- **Task objective**: Report every line below that contains the word "with", copying each such line in full. Case counts.

(Excerpts from a point labeling dataset)
* * *
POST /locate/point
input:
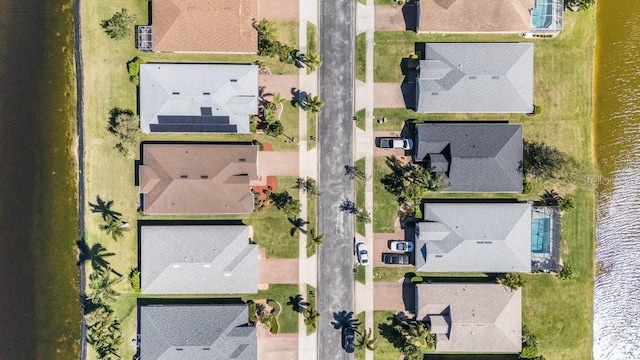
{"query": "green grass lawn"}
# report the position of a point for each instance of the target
(360, 189)
(385, 205)
(361, 57)
(360, 119)
(558, 312)
(288, 319)
(312, 120)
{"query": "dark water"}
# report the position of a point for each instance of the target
(617, 106)
(39, 313)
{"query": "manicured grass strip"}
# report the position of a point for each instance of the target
(312, 120)
(360, 274)
(288, 319)
(310, 297)
(361, 57)
(558, 311)
(360, 119)
(361, 353)
(384, 349)
(312, 218)
(360, 188)
(385, 205)
(312, 37)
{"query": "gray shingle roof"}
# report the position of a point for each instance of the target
(197, 97)
(196, 332)
(474, 237)
(194, 259)
(476, 77)
(482, 157)
(472, 317)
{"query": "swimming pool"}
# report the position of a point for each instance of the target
(540, 235)
(542, 14)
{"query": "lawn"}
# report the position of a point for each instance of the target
(558, 312)
(385, 205)
(288, 319)
(360, 188)
(361, 57)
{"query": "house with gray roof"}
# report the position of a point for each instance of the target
(471, 318)
(194, 98)
(196, 332)
(474, 237)
(198, 259)
(473, 157)
(475, 78)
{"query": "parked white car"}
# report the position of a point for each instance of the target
(401, 246)
(362, 253)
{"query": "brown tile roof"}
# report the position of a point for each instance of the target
(223, 26)
(197, 178)
(475, 15)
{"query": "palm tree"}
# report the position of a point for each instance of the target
(298, 224)
(511, 281)
(313, 104)
(298, 304)
(100, 284)
(314, 239)
(312, 60)
(367, 340)
(115, 228)
(311, 317)
(104, 208)
(96, 254)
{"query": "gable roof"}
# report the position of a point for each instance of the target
(475, 15)
(472, 317)
(223, 26)
(476, 77)
(197, 97)
(196, 332)
(474, 157)
(197, 178)
(474, 237)
(198, 259)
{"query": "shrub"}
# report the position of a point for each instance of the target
(120, 25)
(133, 67)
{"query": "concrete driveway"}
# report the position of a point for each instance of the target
(276, 346)
(388, 95)
(396, 297)
(278, 9)
(278, 163)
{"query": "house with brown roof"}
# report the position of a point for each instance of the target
(472, 318)
(197, 178)
(206, 26)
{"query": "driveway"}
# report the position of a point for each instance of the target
(276, 346)
(278, 163)
(388, 95)
(396, 297)
(278, 9)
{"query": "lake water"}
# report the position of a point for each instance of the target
(617, 289)
(39, 309)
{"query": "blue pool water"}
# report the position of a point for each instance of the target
(540, 235)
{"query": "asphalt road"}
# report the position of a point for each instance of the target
(335, 129)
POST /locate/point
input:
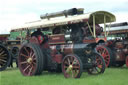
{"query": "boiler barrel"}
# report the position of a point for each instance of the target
(72, 11)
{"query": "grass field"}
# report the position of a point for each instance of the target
(112, 76)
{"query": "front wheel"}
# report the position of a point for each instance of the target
(31, 59)
(98, 64)
(72, 66)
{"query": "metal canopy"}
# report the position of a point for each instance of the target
(99, 19)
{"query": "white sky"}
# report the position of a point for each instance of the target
(16, 12)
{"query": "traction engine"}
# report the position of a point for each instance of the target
(69, 48)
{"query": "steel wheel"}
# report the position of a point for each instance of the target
(119, 63)
(5, 58)
(106, 53)
(127, 61)
(30, 60)
(14, 52)
(72, 66)
(98, 64)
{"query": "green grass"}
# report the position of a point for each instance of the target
(112, 76)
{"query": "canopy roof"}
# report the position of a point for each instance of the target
(99, 19)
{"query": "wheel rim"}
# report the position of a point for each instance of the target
(15, 51)
(27, 61)
(4, 58)
(104, 53)
(127, 61)
(71, 66)
(98, 65)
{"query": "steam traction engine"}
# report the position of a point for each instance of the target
(5, 57)
(70, 47)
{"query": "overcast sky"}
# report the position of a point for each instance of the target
(16, 12)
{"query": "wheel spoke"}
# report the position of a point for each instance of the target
(68, 61)
(2, 52)
(30, 70)
(3, 55)
(24, 62)
(3, 60)
(26, 50)
(24, 55)
(33, 55)
(26, 68)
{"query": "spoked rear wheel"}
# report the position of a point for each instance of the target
(15, 52)
(98, 64)
(31, 59)
(5, 58)
(72, 66)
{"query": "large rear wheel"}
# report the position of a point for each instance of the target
(31, 59)
(98, 64)
(5, 58)
(72, 66)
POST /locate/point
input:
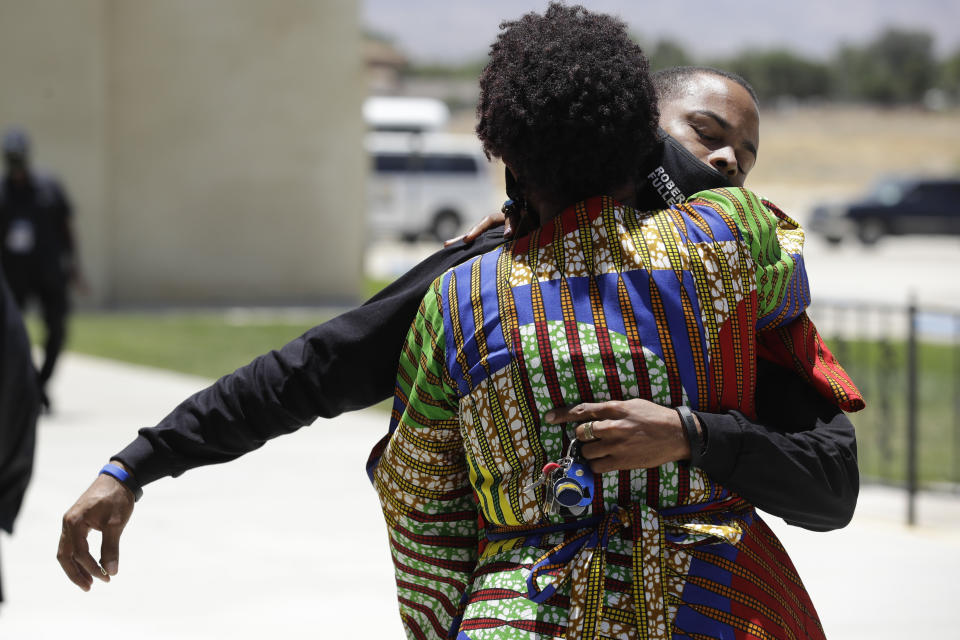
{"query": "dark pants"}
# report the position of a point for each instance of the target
(51, 294)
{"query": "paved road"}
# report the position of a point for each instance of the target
(288, 540)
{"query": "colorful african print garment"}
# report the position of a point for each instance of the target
(600, 303)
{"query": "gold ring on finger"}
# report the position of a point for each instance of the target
(588, 431)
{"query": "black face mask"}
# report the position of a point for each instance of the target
(673, 174)
(670, 176)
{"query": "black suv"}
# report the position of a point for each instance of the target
(894, 206)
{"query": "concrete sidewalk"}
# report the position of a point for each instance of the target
(289, 541)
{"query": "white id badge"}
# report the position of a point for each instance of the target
(20, 237)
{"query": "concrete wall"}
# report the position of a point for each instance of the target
(213, 147)
(53, 82)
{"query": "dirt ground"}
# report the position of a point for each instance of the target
(809, 155)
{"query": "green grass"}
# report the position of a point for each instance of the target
(206, 343)
(879, 370)
(211, 343)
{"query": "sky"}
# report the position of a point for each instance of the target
(459, 30)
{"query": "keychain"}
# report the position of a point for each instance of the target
(568, 483)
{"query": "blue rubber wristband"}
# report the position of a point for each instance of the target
(124, 478)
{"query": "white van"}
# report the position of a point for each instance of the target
(427, 183)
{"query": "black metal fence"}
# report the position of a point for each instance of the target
(906, 361)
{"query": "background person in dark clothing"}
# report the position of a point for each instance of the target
(38, 248)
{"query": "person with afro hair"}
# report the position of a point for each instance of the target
(598, 302)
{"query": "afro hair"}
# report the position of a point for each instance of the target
(567, 101)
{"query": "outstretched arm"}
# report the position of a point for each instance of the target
(347, 363)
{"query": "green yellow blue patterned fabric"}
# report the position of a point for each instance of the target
(601, 303)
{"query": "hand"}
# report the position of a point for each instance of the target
(489, 222)
(627, 434)
(106, 506)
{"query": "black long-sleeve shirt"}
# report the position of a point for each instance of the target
(797, 462)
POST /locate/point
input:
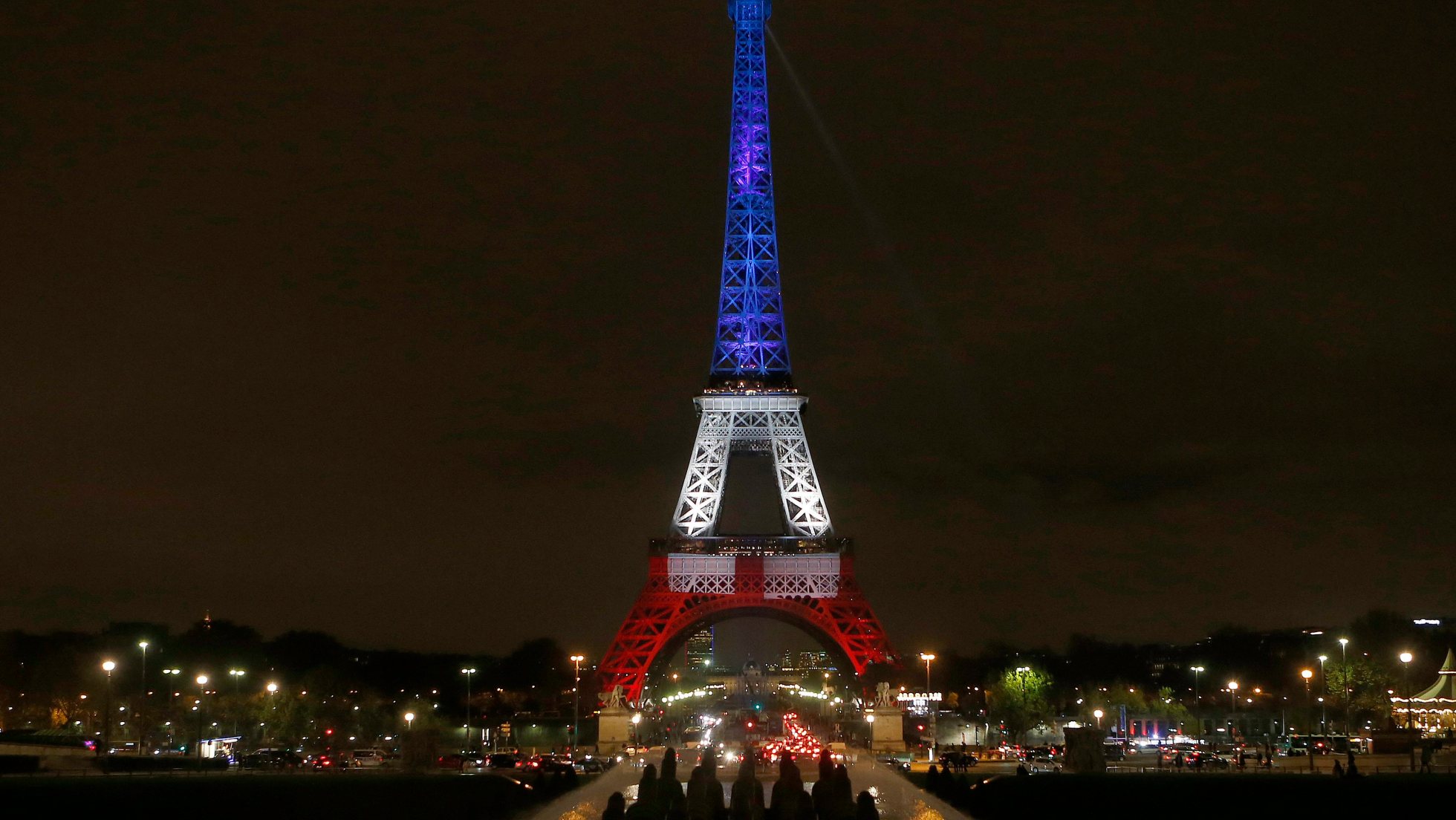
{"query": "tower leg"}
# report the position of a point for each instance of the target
(702, 494)
(799, 484)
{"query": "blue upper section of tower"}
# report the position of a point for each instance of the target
(752, 350)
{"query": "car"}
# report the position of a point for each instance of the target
(546, 764)
(1207, 761)
(367, 758)
(461, 761)
(1041, 762)
(958, 759)
(271, 759)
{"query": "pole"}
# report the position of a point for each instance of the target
(576, 706)
(1405, 679)
(1345, 665)
(107, 724)
(136, 717)
(1324, 724)
(201, 692)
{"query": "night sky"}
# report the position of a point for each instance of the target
(385, 319)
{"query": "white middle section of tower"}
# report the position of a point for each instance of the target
(770, 423)
(784, 576)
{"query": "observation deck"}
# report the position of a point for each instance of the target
(750, 547)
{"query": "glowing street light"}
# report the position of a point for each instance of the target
(201, 691)
(108, 666)
(1322, 659)
(142, 727)
(1234, 701)
(1345, 669)
(468, 671)
(1405, 679)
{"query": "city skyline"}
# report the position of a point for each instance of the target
(1102, 315)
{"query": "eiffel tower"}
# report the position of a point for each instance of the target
(699, 577)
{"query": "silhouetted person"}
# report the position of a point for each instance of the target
(617, 807)
(746, 800)
(667, 784)
(842, 794)
(698, 807)
(788, 798)
(677, 806)
(712, 788)
(823, 787)
(865, 807)
(647, 806)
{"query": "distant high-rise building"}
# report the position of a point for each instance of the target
(701, 650)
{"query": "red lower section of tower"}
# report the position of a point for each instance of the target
(672, 606)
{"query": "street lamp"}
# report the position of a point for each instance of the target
(928, 657)
(238, 689)
(1345, 668)
(1234, 701)
(576, 703)
(1310, 712)
(468, 671)
(1405, 683)
(108, 666)
(1322, 688)
(929, 706)
(201, 691)
(142, 733)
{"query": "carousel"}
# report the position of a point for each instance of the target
(1431, 711)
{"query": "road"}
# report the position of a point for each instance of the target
(896, 797)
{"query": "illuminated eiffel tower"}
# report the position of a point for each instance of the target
(699, 577)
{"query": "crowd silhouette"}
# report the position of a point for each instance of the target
(661, 795)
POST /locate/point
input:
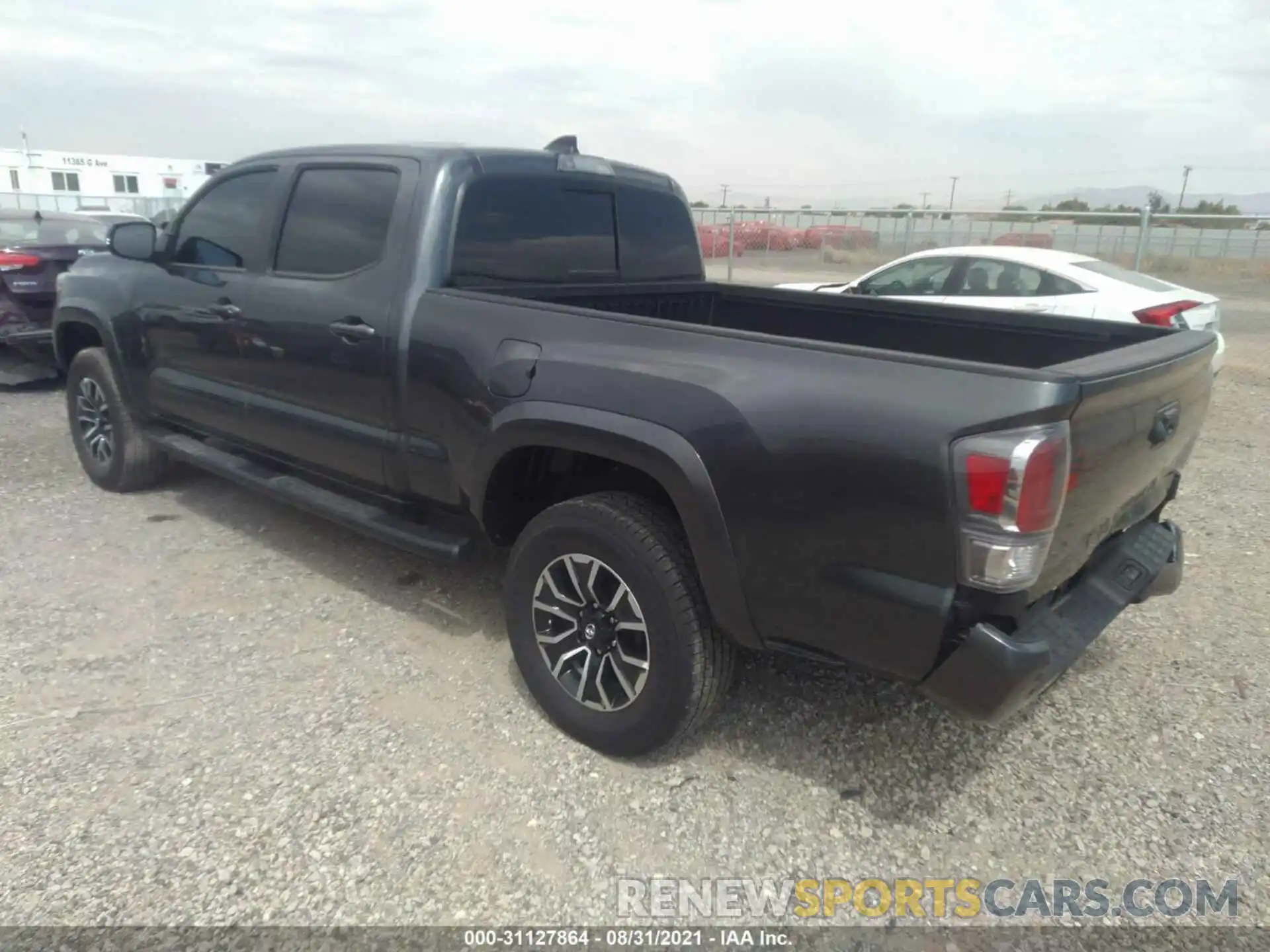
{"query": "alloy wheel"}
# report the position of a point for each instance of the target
(591, 633)
(93, 415)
* * *
- **Task output**:
{"query": "house with gray roof"}
{"query": "house with brown roof"}
{"query": "person with afro hair"}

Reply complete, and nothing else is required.